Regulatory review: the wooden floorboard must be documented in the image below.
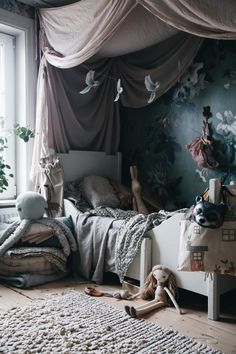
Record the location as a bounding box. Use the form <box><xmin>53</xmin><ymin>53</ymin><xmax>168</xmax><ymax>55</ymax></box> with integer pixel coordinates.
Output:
<box><xmin>0</xmin><ymin>279</ymin><xmax>236</xmax><ymax>354</ymax></box>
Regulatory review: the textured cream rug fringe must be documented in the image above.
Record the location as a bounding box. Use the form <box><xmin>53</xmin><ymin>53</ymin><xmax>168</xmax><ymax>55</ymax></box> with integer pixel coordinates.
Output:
<box><xmin>0</xmin><ymin>290</ymin><xmax>221</xmax><ymax>354</ymax></box>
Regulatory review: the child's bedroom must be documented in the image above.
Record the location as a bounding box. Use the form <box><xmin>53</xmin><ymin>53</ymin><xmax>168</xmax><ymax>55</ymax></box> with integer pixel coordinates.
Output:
<box><xmin>0</xmin><ymin>0</ymin><xmax>236</xmax><ymax>354</ymax></box>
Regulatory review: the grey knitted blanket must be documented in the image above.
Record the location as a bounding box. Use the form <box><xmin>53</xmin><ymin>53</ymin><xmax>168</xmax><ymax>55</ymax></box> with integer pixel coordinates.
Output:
<box><xmin>86</xmin><ymin>207</ymin><xmax>186</xmax><ymax>282</ymax></box>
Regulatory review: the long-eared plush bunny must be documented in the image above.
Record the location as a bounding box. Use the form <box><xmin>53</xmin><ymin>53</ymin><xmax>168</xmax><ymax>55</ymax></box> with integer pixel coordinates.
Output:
<box><xmin>125</xmin><ymin>265</ymin><xmax>181</xmax><ymax>318</ymax></box>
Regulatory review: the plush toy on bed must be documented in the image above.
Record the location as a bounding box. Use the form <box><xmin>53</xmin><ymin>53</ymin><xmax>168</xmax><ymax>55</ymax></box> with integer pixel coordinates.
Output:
<box><xmin>192</xmin><ymin>195</ymin><xmax>228</xmax><ymax>229</ymax></box>
<box><xmin>125</xmin><ymin>265</ymin><xmax>181</xmax><ymax>318</ymax></box>
<box><xmin>0</xmin><ymin>192</ymin><xmax>77</xmax><ymax>256</ymax></box>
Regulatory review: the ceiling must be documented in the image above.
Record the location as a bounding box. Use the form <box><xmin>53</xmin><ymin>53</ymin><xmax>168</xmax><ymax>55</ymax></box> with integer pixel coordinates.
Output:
<box><xmin>19</xmin><ymin>0</ymin><xmax>78</xmax><ymax>7</ymax></box>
+ + +
Copy the stretch from the line containing "Regulatory review: the grey" through the end of the material, character for character, with both ends included.

**Response to this task**
Regulatory review: the grey knitted blanket must be documented in the image above.
Record the location as a bounding box. Use the form <box><xmin>53</xmin><ymin>53</ymin><xmax>168</xmax><ymax>55</ymax></box> with integer pixel coordinates.
Output:
<box><xmin>86</xmin><ymin>207</ymin><xmax>186</xmax><ymax>282</ymax></box>
Regulatory review: the long-eared plush bunny must be documented in the image above.
Record the location as a bounding box. Use the form <box><xmin>53</xmin><ymin>53</ymin><xmax>168</xmax><ymax>55</ymax></box> with integer pixel coordinates.
Output:
<box><xmin>125</xmin><ymin>265</ymin><xmax>181</xmax><ymax>318</ymax></box>
Regulatory review: the plush toy on bed must be documented in the image above.
Record the location as a bounding box. Use the form <box><xmin>53</xmin><ymin>53</ymin><xmax>168</xmax><ymax>55</ymax></box> with integer pixel coordinates.
Output:
<box><xmin>192</xmin><ymin>195</ymin><xmax>228</xmax><ymax>229</ymax></box>
<box><xmin>125</xmin><ymin>265</ymin><xmax>181</xmax><ymax>318</ymax></box>
<box><xmin>0</xmin><ymin>192</ymin><xmax>77</xmax><ymax>256</ymax></box>
Regulatory review: the ceiling must be documented in the image above.
Record the location as a bounding box. Use the form <box><xmin>53</xmin><ymin>53</ymin><xmax>168</xmax><ymax>55</ymax></box> with integer pixel coordinates.
Output:
<box><xmin>19</xmin><ymin>0</ymin><xmax>78</xmax><ymax>7</ymax></box>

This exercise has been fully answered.